**Directions:** Can you write out as a numbered list everything from the line containing "TARGET = pink flower" down to the end of the records below, leaving out blank lines?

[Material provided start]

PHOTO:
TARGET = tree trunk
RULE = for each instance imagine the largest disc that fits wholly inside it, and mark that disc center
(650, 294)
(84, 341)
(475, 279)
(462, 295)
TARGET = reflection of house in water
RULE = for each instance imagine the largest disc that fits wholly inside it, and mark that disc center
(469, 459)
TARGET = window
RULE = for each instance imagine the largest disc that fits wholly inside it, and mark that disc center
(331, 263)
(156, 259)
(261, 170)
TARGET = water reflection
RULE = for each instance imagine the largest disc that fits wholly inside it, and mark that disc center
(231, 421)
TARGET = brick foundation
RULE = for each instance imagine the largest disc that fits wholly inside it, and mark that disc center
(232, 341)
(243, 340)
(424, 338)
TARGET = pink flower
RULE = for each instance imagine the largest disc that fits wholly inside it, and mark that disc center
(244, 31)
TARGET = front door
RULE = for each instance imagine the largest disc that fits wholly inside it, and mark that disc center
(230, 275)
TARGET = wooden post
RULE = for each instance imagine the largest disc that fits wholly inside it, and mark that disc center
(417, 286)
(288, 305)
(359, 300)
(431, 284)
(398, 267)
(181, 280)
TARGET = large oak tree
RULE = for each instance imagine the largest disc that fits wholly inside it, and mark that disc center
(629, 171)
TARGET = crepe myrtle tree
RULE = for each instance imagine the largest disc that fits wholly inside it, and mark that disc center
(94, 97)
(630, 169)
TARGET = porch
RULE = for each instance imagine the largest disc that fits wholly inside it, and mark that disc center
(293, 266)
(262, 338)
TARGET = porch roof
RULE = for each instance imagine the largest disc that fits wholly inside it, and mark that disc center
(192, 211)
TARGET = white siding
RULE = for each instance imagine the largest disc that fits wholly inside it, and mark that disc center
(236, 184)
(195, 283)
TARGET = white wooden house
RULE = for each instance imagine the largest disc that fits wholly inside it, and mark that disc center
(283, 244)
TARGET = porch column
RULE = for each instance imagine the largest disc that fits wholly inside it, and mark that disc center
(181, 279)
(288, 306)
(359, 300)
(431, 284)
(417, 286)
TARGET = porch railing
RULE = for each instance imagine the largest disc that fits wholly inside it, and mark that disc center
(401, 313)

[Material provided end]

**Result:**
1. TARGET = pink flower
2. RULE = for each instance imagine the largest disc that fits wholly inside it, and mark that disc center
3. (244, 31)
4. TARGET = front door
5. RULE = for each instance imagine the largest disc that fits wholly inside it, and mark that disc center
6. (230, 275)
7. TARGET = wooden post
8. RULE = for each instance imagine the largest disc that fits wholly inside it, and mark that disc center
9. (417, 286)
10. (288, 305)
11. (359, 300)
12. (431, 284)
13. (398, 267)
14. (181, 280)
15. TARGET = large oak tree
16. RULE = for each instance imagine the largest disc that fits wholly inside it, and mark that disc center
17. (629, 171)
18. TARGET = crepe myrtle tree
19. RULE = for each instance imagine the largest disc that fits wholly inside it, and mark that disc center
20. (94, 97)
21. (630, 169)
22. TARGET = porch
23. RULE = for each instance imagine the largest disc that fits wholly inside it, and mark that disc center
24. (293, 266)
25. (262, 338)
26. TARGET = porch roof
27. RULE = for each instance imagine the largest disc that fits wholly inside it, and mark that disc center
28. (192, 211)
29. TARGET = white siding
30. RULE = for each instance imagine the largest disc that fits wholly inside it, and mark that disc center
31. (236, 184)
32. (195, 283)
33. TARGET = white wooden house
34. RULE = for each instance imagine the largest disc that fits wholly inside it, and mark that disc center
35. (283, 244)
36. TARGET = porch column
37. RULE = for each instance imagine the largest disc that fits wholly inside it, and mark that disc center
38. (181, 279)
39. (288, 306)
40. (359, 300)
41. (431, 284)
42. (417, 286)
43. TARGET = porch railing
44. RULE = for each instance imagine the largest disc that fits wholly inside it, and mark that disc center
45. (401, 313)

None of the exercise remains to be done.